__Quoted passage__
= Beginning of Section =

- Born: Lucy Clare Horobin 17 October 1979 (age 46) Canterbury, Kent, England
- Occupation: Radio presenter
- Employer(s): Global, Rayo, BBC
- Known for: Heart Drivetime with JK & Lucy In:Demand with Rich & Luce

= Lucy Horobin =

British radio presenter (born 1979)

Lucy Clare Horobin (born 17 October 1979) is a British radio presenter. Horobin is best known for presenting on Heart London, Magic (UK radio station) and BBC Radio Berkshire.

==Career==
Horobin attended Nottingham Trent University where she achieved a BA (Hons) in Broadcast Journalism.

Horobin began radio presenting at Trent FM alongside Jason King, and then with Rich Clarke on the evening show which was branded Rich and Luce. Horobin and Clarke then moved to Bauer Radio owned Key 103 to present In:Demand, which later became networked on Hits Radio stations in the North of England, and digital station The Hits Radio. In November 2011 she left In:Demand.

On 23 January 2012, Horobin and Jason King debuted as presenters of Heart Breakfast on Heart Solent. From 4 August 2012 the duo had also presented Saturday breakfast on Heart. From 13 until 29 August 2012 Horobin and King presented Heart Breakfast on Heart London, in the absence of Harriet Scott and Jamie Theakston, meaning they were absent from their usual show on Heart Solent. In January 2013, Horobin along with Jason King moved to Heart London to present weekday drivetime. For a time they also presented the networked Saturday breakfast.

Horobin was brought in as a temporary co-host for Theakston between the departure of Emma Bunton and the arrival of Amanda Holden.

In June 2019, Horobin presented weekday drivetime and Saturday mid-mornings on Heart Dance.

In August 2019, Horobin became a stand in presenter for Heart’s national Breakfast Show, covering for Amanda Holden

In 2020 amid the COVID-19 crisis, Horobin joined a supergroup of celebrities called The Celebs which included Frank Bruno and X Factor winner Sam Bailey to raise money for both Alzheimer's Society and Action for Children. They recorded a new rendition of Merry Christmas Everyone by Shakin' Stevens and it was released digitally on 11 December 2020, on independent record label Saga Entertainment. The music video debuted exclusively on Good Morning Britain the day before release. The song peaked at number two on the iTunes pop chart.

= End of Section =

__What you will do__
1. Rewrite the paragraph in the Lucy Horobin profile that begins "On 23 January 2012" as a short list, keeping its main facts.
2. Transcribe the Lucy Horobin profile between "On 23 January" and "on Heart Dance.", inclusive.
3. According to the Lucy Horobin profile, what degree did she earn at Nottingham Trent University?

__Study material__
= Beginning of Section =

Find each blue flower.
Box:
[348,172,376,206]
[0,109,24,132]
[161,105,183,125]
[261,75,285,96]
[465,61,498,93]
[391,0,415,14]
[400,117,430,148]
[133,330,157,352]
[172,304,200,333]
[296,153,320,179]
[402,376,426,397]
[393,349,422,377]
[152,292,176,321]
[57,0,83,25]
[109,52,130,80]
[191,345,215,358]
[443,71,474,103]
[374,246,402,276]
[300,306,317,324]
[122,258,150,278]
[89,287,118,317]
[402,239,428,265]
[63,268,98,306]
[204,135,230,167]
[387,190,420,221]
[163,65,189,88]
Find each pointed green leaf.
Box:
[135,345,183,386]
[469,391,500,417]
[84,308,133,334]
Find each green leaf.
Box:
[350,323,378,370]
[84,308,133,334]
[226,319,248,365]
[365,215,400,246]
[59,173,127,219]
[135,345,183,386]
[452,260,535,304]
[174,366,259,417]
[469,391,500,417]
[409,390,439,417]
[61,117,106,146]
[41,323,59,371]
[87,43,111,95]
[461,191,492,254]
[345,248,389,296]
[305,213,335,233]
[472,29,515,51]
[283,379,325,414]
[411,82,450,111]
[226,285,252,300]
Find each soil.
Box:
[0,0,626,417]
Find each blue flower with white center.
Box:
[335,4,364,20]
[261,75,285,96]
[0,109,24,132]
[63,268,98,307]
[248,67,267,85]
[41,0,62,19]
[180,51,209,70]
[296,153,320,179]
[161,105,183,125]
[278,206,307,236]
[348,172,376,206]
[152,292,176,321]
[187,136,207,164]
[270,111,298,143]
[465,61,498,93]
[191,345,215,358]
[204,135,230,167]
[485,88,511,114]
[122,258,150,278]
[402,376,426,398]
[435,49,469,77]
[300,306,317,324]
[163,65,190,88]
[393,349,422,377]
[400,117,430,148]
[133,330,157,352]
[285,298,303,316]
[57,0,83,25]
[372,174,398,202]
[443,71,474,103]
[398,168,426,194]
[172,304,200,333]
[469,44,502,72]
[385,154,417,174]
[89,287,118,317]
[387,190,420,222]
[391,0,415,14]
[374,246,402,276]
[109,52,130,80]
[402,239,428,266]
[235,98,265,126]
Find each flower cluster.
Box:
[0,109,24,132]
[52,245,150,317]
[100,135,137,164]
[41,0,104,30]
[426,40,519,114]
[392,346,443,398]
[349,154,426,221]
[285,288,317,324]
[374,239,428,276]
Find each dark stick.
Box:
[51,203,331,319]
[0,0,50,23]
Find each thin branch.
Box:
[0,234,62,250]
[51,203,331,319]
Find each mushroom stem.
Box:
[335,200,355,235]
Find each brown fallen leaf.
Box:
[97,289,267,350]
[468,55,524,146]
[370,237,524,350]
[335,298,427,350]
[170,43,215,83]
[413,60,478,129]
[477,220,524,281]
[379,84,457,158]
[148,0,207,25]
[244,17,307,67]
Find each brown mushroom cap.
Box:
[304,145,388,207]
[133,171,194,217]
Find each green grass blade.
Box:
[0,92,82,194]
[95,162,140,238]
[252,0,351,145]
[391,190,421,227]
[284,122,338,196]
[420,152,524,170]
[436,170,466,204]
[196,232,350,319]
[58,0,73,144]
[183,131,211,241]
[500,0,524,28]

= End of Section =

__Answers to this exercise__
1.
- 23 January 2012: Horobin and Jason King started presenting Heart Breakfast on Heart Solent.
- From 4 August 2012: they also presented Saturday breakfast on Heart.
- 13 to 29 August 2012: they presented Heart Breakfast on Heart London while Harriet Scott and Jamie Theakston were away. This took them off their usual Heart Solent show.
- January 2013: they moved to Heart London to present weekday drivetime.
- For a time they also presented the networked Saturday breakfast.

2.
On 23 January 2012, Horobin and Jason King debuted as presenters of Heart Breakfast on Heart Solent. From 4 August 2012 the duo had also presented Saturday breakfast on Heart. From 13 until 29 August 2012 Horobin and King presented Heart Breakfast on Heart London, in the absence of Harriet Scott and Jamie Theakston, meaning they were absent from their usual show on Heart Solent. In January 2013, Horobin along with Jason King moved to Heart London to present weekday drivetime. For a time they also presented the networked Saturday breakfast.

Horobin was brought in as a temporary co-host for Theakston between the departure of Emma Bunton and the arrival of Amanda Holden.

In June 2019, Horobin presented weekday drivetime and Saturday mid-mornings on Heart Dance.

3. A BA (Hons) in Broadcast Journalism.